PROBLEM TO WORK ON:
Some entries follow. Reproduce exactly the lines starting at the one with "If you could tag each instance of the brown" and stopping after the one with "If you could tag each instance of the tattoo on".

(INPUT DATA begins)

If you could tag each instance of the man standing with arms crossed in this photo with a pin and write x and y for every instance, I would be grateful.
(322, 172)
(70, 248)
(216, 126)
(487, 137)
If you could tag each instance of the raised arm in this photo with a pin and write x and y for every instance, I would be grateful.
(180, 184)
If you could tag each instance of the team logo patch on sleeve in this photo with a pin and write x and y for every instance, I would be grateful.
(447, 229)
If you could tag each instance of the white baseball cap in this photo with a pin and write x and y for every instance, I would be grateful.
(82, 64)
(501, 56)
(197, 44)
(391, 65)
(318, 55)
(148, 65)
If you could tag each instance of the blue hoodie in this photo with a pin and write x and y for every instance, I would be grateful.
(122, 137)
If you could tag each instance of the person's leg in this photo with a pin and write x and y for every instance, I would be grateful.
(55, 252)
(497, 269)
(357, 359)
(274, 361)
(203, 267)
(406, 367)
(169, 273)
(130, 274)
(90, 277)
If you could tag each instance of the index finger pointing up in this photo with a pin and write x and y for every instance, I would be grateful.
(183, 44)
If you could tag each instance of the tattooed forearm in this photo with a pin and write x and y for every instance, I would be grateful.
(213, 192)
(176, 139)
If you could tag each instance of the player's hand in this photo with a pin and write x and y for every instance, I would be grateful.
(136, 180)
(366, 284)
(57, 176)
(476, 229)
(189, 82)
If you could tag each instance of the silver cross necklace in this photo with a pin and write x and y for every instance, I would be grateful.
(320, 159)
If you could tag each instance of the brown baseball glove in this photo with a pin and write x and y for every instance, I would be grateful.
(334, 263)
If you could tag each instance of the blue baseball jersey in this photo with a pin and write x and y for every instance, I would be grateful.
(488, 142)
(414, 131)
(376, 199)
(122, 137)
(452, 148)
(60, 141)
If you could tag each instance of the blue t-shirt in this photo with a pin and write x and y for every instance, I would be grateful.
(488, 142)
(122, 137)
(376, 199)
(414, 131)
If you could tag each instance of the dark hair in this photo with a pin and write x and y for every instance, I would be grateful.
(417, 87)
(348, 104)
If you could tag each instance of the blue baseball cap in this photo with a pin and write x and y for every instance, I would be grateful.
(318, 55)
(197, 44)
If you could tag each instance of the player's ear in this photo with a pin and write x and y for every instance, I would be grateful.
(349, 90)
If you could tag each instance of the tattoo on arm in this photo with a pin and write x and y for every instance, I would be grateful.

(INPUT DATA ends)
(INPUT DATA begins)

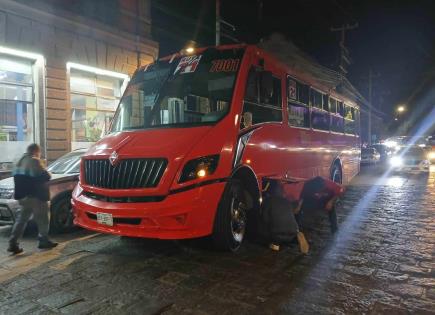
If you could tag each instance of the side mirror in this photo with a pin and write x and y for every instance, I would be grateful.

(INPUT DATA ends)

WRITTEN REPLY:
If you could tag each instance of the brown baseball glove in this photo with a pin and write x and y for every instance, I would be grateful.
(334, 263)
If you could tag each instance of the blue baseball jersey in this photo with a pin and write x and y for every instance, I would be grateful.
(488, 142)
(414, 131)
(376, 199)
(122, 137)
(452, 148)
(60, 141)
If you could tag each instance of the blue t-shirt in this photo with a pin and write x and y for every instance, I would be grateful.
(488, 142)
(122, 137)
(376, 199)
(414, 131)
If you could tag each instance of the dark hair in this photo with a pin and write x and y for every instance, I would be grateful.
(417, 87)
(348, 104)
If you could tag each instance of the blue baseball cap in this photo with a pin and write x and y for every instance, I would be grateful.
(318, 55)
(197, 44)
If you could tag each instance of the player's ear in this photo with a pin and write x and y for every instance, I would be grateful.
(349, 90)
If you could tag each instance of the tattoo on arm in this photo with a pin and write x and y for every instance, I would be grateful.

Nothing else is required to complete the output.